**CONSIGNES À SUIVRE**
(1) Répondez aux questions suivantes à partir du texte sur l'imagination radicale.
(a) Selon le texte, quelle faculté humaine l'imagination désigne-t-elle ?
(b) D'après le texte, après quel événement y a-t-il eu un moment où tout semblait possible ?
(c) Par quels trois adjectifs le texte qualifie-t-il la racine qui lie l'humain au monde ?
(2) Recopiez fidèlement le passage du texte sur l'imagination radicale qui commence par « De cette imagination » et se poursuit jusqu'à « affecte l’esprit humain. ».

**TEXTE FOURNI**

Is it really surprising they would like to have a word with the financial magnates who stole their future?

Just as in Europe, we are seeing the results of colossal social failure. The occupiers are the very sort of people, brimming with ideas, whose energies a healthy society would be marshaling to improve life for everyone. Instead, they are using it to envision ways to bring the whole system down.

But the ultimate failure here is of imagination. What we are witnessing can also be seen as a demand to finally have a conversation we were all supposed to have back in 2008. There was a moment, after the near-collapse of the world's financial architecture, when anything seemed possible.

Est-ce vraiment surprenant qu’ils aient envie de s’expliquer avec les magnats financiers qui leur ont volé leur avenir ?

Tout comme en Europe, nous observons ici le résultat d’un colossal échec social. Ces occupants sont exactement le genre de gens débordant d’idées, dont l’énergie devrait être favorisée par une société en bonne santé, afin d’améliorer la vie de chacun. Au lieu de quoi, ils la consacrent à imaginer le moyen de mettre à bas l’ensemble du système.

Mais l’échec définitif ici, est celui de l’imagination. Ce à quoi nous assistons peut également être considéré comme la revendication d’ouvrir enfin le débat que nous étions tous censés mener après 2008. Après le quasi-effondrement du système financier mondial, il y eut un moment où tout semblait possible.

 

Radical imagination [2]

Radical imagination sur Wikia. License CC-BY-SA

L’imagination, un grand mot que l’on semble aujourd’hui redécouvrir, désigne la faculté humaine à se représenter des choses ou des évènements perçus par les sens. Lien entre le monde et l’individu, l’image mentale construite par cette faculté voyage d’esprit en esprit par le biais de différents modes de transmission (récit écrit, oral ou visuel diffusé sous forme de livres, de discours ou de films, par exemple).

Le domaine économique et social n’est pas le seul à souffrir de cet échec de l’imagination. Un rapide coup d’œil aux productions occidentales cinématographique, musicale ou littéraire de masse voit sans cesse répéter les éternelles rengaines old school, vintage ou rétro (pour ne pas dire ringardes) : on remixe, on remake et on reboot les données culturelles du XXème siècle et précédents.

De cette imagination officielle, autorisée et largement diffusée par les institutions gouvernementales et médiatiques se distingue pourtant l’émergence sur la scène globale d’un autre type d’imagination, celle-ci spontanée, plus intime et souvent non autorisée.

Cette imagination dite radicale [3] [en anglais] désigne la racine affective, viscérale et impulsive qui lie l’humain au monde. Avant de connaître l’ordre, la morale et la conscience, l’imagination puise ses formes dans le rapport du corps à l’environnement (géographique comme social). Il s’agit d’une perception brute, émotionnelle et fondamentalement créatrice qui affecte l’esprit humain.

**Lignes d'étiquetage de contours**
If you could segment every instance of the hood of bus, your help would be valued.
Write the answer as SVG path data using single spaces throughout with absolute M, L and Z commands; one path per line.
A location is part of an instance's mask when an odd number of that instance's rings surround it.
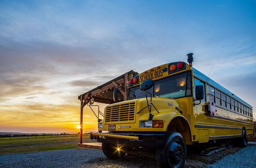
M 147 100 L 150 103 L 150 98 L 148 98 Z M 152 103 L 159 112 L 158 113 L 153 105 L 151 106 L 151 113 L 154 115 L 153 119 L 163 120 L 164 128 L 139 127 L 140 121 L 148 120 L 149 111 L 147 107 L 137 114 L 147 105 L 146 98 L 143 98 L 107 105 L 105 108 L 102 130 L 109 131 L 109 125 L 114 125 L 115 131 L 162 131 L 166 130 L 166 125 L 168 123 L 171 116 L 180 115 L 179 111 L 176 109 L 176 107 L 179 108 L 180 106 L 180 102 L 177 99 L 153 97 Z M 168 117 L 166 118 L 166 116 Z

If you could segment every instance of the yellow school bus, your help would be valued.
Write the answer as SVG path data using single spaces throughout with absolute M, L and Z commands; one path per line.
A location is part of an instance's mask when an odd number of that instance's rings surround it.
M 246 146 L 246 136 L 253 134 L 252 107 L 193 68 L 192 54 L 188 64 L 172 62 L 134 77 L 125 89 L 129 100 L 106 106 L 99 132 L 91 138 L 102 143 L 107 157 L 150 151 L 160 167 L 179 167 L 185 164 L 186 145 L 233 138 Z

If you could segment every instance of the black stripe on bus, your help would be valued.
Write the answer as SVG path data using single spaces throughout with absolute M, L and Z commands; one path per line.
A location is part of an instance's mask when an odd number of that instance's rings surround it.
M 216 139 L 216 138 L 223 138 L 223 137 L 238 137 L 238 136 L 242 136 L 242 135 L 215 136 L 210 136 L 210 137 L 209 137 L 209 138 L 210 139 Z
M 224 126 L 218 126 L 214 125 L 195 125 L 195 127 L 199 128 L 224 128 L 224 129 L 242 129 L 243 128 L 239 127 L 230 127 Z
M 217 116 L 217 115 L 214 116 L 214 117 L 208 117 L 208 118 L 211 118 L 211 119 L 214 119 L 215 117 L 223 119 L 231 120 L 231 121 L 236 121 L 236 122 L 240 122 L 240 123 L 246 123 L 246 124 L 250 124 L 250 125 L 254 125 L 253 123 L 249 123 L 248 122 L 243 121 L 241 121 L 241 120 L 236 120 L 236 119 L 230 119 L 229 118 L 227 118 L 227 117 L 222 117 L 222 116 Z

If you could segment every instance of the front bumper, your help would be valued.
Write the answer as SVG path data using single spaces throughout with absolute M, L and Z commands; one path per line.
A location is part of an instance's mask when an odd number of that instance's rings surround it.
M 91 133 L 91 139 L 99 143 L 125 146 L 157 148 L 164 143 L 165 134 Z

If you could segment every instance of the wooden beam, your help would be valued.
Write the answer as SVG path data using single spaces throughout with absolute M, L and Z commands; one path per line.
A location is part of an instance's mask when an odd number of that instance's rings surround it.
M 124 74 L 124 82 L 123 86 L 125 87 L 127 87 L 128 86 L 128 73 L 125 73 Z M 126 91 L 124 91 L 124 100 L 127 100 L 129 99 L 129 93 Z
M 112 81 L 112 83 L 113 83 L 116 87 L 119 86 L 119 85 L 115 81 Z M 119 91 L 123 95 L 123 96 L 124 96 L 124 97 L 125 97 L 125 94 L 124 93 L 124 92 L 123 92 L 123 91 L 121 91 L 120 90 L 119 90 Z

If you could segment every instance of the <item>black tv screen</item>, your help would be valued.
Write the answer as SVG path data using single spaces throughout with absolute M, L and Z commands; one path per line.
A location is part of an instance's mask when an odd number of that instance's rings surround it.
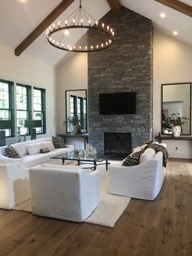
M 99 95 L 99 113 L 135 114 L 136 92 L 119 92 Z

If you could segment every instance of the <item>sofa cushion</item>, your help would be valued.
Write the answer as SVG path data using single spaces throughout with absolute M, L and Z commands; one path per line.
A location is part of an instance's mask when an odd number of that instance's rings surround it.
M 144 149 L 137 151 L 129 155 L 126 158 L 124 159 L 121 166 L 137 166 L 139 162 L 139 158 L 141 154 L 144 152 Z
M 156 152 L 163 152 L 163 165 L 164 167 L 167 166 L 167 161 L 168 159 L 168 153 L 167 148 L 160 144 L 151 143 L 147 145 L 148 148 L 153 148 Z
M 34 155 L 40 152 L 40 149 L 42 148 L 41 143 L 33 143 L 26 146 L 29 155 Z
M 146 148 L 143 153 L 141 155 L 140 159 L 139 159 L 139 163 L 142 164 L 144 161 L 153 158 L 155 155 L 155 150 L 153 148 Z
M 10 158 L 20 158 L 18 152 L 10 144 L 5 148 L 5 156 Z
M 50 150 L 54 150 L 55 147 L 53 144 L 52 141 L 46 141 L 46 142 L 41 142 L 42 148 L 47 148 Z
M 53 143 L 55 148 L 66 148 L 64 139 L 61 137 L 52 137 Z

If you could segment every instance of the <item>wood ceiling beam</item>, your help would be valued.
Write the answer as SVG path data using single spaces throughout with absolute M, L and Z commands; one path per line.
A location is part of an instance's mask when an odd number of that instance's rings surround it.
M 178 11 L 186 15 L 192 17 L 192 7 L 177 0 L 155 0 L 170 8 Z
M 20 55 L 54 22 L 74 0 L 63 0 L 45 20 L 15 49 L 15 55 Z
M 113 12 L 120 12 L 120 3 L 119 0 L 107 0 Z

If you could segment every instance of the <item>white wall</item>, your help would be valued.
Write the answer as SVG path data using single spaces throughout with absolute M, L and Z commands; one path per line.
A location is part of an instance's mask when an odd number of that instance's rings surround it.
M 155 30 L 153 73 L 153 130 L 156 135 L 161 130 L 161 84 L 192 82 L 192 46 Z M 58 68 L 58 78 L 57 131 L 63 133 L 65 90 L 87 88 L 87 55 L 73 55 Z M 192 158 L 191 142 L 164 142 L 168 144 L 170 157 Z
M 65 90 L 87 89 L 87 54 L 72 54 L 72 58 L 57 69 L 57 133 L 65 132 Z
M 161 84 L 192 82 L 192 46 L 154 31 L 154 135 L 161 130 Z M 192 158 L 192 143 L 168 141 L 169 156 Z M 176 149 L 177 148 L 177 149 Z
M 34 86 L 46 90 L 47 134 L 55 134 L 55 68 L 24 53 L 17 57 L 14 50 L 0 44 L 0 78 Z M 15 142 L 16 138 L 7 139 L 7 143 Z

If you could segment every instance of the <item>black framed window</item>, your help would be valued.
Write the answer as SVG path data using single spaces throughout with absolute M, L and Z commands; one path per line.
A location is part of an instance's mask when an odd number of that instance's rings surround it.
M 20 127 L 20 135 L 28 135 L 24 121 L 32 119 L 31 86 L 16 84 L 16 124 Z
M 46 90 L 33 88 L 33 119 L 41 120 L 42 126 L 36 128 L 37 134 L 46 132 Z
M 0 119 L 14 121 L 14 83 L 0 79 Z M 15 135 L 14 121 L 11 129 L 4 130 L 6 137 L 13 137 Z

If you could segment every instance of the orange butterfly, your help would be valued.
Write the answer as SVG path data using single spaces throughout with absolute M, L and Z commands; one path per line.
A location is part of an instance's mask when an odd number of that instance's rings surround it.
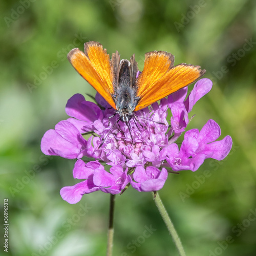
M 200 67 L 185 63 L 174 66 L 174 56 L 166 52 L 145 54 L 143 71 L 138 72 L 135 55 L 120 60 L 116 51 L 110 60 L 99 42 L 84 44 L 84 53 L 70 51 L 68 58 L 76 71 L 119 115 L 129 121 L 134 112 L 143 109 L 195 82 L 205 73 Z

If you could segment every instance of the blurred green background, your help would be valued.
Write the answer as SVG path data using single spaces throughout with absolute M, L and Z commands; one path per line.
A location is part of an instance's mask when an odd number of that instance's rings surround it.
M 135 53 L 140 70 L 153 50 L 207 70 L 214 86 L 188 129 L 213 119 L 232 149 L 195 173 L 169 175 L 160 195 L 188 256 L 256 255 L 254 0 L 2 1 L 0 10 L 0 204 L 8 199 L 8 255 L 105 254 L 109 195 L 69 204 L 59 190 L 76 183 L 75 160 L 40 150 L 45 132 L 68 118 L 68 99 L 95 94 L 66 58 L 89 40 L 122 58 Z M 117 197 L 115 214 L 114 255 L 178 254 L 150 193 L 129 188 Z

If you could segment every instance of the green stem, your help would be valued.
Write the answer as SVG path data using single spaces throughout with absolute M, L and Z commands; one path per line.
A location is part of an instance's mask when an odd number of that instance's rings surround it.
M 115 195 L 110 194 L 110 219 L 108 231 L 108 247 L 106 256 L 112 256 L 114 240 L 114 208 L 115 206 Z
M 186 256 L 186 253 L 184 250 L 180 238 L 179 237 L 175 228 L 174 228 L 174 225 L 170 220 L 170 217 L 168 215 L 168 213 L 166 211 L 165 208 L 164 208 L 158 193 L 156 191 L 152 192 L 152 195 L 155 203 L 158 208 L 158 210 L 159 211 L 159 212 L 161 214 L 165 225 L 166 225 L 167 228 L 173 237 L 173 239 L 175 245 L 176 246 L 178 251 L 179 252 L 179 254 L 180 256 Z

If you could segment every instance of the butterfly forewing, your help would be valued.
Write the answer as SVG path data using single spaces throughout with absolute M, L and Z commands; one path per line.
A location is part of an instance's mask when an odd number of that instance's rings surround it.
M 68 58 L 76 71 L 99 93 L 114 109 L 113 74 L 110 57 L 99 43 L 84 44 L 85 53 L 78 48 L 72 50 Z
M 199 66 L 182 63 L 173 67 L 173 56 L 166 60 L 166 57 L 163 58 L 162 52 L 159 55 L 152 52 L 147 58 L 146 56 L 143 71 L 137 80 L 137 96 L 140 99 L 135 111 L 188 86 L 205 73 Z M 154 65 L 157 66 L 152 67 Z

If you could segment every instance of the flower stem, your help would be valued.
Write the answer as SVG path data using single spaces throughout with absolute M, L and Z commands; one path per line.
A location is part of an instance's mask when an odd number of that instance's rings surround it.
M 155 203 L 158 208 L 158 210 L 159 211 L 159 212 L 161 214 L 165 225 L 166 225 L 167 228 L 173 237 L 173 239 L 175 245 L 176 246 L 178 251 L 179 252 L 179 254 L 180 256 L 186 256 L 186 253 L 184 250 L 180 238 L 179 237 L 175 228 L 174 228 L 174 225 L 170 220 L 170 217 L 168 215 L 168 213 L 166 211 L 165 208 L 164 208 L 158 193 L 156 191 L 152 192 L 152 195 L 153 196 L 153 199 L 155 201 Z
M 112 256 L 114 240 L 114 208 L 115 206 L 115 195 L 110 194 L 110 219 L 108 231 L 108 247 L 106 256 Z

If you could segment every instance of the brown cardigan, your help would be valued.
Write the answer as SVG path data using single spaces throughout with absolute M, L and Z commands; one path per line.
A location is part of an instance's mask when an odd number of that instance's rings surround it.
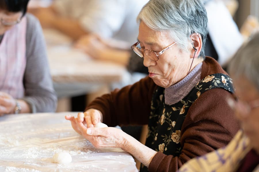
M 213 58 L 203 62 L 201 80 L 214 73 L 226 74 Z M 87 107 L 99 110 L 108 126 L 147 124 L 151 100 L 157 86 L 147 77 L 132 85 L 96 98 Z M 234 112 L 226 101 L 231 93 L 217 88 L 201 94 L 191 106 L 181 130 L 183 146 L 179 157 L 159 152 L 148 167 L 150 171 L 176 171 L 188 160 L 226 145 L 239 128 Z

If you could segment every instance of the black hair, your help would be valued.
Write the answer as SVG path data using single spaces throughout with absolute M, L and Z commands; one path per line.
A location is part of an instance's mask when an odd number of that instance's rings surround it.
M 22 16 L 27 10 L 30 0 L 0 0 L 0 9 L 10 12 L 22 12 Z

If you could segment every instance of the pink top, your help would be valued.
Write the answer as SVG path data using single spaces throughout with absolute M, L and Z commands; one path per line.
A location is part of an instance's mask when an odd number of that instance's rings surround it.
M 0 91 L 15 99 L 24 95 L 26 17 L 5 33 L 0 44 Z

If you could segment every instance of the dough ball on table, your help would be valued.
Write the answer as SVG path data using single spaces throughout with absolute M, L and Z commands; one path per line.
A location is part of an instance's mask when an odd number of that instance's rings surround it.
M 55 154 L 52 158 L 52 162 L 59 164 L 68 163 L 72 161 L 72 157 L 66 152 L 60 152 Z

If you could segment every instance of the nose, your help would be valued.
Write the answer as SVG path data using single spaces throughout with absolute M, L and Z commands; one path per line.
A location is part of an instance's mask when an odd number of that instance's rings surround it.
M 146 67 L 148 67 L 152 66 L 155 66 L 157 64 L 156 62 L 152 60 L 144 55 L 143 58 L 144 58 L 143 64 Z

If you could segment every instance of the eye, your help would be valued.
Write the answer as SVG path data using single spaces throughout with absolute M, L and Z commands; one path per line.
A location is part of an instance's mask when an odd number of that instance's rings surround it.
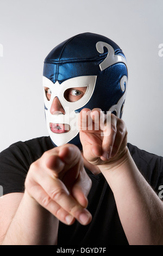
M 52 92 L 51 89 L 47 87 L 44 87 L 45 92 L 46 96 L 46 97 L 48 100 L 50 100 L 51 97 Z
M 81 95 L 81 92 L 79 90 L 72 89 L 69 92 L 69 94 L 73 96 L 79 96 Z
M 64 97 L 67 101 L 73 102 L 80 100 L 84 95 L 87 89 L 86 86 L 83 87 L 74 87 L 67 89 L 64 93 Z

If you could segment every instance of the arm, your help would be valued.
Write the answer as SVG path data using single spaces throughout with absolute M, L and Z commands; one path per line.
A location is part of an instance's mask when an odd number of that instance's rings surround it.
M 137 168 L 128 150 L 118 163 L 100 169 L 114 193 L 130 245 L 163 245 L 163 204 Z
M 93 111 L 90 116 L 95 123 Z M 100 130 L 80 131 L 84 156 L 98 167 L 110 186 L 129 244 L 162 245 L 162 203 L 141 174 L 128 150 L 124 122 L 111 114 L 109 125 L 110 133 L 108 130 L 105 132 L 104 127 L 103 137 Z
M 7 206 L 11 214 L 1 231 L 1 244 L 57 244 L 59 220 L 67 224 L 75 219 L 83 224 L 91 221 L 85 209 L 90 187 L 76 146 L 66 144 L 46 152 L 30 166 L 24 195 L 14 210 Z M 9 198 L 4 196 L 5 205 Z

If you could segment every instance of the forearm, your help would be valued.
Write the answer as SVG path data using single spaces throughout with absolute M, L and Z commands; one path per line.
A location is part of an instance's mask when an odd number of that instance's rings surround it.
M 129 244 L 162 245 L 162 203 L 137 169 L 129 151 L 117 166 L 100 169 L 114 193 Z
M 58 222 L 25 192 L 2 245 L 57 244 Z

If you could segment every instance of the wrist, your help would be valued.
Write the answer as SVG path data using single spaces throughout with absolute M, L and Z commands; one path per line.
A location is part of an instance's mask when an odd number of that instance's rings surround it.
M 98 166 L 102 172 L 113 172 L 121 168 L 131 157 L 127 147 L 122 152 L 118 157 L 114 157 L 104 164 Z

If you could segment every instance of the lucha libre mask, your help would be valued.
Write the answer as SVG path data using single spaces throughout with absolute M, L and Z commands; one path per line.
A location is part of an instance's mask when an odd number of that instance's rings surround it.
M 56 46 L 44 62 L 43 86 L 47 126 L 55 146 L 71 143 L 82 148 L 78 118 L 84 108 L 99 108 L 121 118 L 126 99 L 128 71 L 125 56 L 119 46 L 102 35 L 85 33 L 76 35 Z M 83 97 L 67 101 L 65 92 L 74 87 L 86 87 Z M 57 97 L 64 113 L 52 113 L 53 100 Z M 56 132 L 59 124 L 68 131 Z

**RÉPONSES PAR CONSIGNE**
(1)
(a) La faculté humaine à se représenter des choses ou des évènements perçus par les sens.
(b) Après le quasi-effondrement du système financier mondial.
(c) Affective, viscérale et impulsive.

(2)
De cette imagination officielle, autorisée et largement diffusée par les institutions gouvernementales et médiatiques se distingue pourtant l’émergence sur la scène globale d’un autre type d’imagination, celle-ci spontanée, plus intime et souvent non autorisée.

Cette imagination dite radicale [3] [en anglais] désigne la racine affective, viscérale et impulsive qui lie l’humain au monde. Avant de connaître l’ordre, la morale et la conscience, l’imagination puise ses formes dans le rapport du corps à l’environnement (géographique comme social). Il s’agit d’une perception brute, émotionnelle et fondamentalement créatrice qui affecte l’esprit humain.